- What the exercise asks -
In the entries below, find the line containing "Locate the white door". Write out that line and all lines after it, exactly, and nothing else.
━━━ Input ━━━
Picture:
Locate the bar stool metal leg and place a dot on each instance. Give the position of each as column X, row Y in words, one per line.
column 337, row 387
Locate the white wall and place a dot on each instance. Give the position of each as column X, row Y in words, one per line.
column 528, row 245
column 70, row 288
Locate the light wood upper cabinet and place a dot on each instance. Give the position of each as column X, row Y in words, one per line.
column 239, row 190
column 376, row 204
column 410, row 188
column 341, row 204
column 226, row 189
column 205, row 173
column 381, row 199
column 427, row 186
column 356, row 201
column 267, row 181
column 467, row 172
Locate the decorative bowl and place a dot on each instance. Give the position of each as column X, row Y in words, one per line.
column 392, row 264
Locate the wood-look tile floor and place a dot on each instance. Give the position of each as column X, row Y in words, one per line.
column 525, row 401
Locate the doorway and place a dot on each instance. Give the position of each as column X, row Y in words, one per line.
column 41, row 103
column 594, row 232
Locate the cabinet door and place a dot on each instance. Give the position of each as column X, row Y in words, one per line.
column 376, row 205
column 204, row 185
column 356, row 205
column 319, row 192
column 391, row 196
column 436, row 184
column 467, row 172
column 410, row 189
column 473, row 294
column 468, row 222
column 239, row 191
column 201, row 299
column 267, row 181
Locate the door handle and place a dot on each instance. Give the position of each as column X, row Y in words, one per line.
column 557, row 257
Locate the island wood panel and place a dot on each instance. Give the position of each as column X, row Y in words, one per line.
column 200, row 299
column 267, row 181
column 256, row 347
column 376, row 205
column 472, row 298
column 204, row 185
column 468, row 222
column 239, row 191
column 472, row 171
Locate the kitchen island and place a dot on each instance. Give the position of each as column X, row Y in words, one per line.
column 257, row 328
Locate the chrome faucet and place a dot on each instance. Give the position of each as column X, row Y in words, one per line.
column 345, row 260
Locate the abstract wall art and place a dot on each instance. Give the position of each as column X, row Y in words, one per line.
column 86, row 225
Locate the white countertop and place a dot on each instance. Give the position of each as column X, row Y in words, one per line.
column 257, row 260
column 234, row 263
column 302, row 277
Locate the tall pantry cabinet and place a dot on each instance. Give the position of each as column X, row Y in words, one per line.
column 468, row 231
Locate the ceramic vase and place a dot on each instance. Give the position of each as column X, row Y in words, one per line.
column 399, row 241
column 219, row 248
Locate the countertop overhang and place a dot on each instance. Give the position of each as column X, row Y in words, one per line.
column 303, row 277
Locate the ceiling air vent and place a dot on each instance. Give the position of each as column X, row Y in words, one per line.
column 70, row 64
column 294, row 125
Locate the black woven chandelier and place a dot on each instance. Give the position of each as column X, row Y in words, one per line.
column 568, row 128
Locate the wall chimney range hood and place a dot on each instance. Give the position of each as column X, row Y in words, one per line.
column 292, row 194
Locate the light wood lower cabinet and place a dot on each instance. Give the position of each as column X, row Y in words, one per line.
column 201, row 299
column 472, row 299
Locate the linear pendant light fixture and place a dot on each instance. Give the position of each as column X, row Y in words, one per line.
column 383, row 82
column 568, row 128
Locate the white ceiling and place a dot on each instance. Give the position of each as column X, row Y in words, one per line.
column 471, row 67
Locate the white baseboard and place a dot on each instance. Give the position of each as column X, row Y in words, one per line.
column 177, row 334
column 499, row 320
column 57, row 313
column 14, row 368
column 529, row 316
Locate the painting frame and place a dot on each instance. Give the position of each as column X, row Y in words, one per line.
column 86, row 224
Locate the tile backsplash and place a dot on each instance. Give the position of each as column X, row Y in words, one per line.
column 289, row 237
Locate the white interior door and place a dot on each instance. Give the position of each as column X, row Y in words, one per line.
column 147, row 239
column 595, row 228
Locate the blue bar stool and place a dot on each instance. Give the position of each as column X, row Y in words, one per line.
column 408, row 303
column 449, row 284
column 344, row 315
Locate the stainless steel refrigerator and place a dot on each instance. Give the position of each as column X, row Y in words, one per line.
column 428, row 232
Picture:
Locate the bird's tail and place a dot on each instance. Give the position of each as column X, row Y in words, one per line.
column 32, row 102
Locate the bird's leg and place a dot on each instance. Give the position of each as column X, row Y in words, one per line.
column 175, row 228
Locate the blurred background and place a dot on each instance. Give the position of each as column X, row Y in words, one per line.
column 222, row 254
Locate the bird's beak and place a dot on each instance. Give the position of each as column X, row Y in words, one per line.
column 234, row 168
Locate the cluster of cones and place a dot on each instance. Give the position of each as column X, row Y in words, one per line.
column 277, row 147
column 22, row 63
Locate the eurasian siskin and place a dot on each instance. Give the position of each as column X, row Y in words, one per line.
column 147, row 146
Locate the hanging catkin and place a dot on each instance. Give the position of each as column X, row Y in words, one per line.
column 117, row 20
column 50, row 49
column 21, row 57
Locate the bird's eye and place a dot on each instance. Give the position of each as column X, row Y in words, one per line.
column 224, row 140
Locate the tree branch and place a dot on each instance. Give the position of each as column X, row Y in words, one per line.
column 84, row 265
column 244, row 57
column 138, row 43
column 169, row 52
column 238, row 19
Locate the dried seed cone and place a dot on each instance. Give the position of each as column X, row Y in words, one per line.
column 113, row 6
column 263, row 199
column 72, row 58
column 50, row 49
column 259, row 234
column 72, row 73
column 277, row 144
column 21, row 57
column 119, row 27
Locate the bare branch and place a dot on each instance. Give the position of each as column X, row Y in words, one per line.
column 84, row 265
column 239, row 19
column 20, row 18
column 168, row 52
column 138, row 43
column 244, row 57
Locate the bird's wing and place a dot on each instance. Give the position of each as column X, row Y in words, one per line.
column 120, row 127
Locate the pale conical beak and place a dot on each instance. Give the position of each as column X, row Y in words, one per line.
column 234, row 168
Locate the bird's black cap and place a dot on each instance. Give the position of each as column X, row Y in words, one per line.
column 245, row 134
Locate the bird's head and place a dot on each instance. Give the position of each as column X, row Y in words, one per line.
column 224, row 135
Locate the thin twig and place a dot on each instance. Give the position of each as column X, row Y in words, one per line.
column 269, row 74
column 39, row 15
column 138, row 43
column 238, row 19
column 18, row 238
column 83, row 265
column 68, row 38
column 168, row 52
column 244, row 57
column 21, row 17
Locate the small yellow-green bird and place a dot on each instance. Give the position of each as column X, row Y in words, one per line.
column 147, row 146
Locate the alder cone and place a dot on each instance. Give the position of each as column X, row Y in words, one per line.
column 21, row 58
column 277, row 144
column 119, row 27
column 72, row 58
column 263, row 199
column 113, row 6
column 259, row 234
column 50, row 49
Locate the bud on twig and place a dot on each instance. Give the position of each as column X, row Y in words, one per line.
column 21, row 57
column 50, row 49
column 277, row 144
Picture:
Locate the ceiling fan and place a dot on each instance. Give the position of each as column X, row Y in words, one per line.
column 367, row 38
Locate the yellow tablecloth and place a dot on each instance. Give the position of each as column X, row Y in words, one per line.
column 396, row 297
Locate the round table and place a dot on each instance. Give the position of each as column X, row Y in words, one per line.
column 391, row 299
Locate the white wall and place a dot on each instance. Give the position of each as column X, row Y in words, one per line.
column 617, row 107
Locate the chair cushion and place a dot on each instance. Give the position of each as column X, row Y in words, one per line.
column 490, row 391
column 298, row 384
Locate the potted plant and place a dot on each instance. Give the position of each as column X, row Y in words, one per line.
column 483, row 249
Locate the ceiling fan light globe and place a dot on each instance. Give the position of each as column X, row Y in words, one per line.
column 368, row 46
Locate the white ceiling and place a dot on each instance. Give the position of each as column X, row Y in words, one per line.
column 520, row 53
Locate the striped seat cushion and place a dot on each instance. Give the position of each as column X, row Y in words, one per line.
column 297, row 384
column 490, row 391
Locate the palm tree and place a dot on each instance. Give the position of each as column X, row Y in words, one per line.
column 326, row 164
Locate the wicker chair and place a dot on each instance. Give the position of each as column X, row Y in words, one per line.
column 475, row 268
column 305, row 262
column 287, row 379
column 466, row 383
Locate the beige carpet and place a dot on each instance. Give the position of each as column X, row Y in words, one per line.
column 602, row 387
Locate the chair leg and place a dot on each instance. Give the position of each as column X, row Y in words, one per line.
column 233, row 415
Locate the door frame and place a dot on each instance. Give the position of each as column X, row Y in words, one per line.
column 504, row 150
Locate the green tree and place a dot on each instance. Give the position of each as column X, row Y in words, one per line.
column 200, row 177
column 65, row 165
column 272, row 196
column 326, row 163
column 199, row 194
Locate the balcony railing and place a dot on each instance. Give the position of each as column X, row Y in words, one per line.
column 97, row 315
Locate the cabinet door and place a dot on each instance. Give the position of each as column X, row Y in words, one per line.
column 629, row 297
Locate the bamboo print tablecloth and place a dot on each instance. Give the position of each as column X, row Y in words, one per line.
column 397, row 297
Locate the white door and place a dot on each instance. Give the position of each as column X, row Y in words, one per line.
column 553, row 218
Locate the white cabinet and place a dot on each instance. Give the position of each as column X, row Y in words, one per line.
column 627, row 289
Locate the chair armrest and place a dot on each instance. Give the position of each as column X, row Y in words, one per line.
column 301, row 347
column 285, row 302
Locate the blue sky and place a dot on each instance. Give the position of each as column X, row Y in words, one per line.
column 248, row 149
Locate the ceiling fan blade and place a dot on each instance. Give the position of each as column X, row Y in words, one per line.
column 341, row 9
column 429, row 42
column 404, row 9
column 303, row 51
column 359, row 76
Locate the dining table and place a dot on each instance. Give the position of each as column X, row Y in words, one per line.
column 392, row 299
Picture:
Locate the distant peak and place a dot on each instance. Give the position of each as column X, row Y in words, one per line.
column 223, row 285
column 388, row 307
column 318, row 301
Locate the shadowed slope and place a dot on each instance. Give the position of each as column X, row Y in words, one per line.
━━━
- Solution for this problem -
Locate the white door and place a dot on each instance. Give the position of each as column X, row Y in words, one per line.
column 553, row 218
Locate the white cabinet and place a dot on each instance. Give the position of each as column X, row Y in words, one per line.
column 627, row 289
Locate the chair armrest and place a dot on each instance. Give the position of each as column X, row Y in words, one per line.
column 301, row 347
column 285, row 302
Locate the blue sky and place a dot on each instance. Give the position of each as column X, row Y in words, one per line.
column 248, row 149
Locate the ceiling fan blade and place a dot on each instance. Give the position of each as column X, row Y in words, one per line.
column 341, row 9
column 429, row 42
column 404, row 9
column 303, row 51
column 359, row 76
Locate the dining table and place a dot on each instance. Give the position of each as column X, row Y in words, one per line.
column 392, row 299
Picture:
Locate the distant peak and place a dot on each instance. Give the position of each as column X, row Y in words, one per line.
column 223, row 285
column 388, row 307
column 318, row 301
Locate the shadowed slope and place a dot on each instance. Give the position of each as column X, row Y in words, one per line.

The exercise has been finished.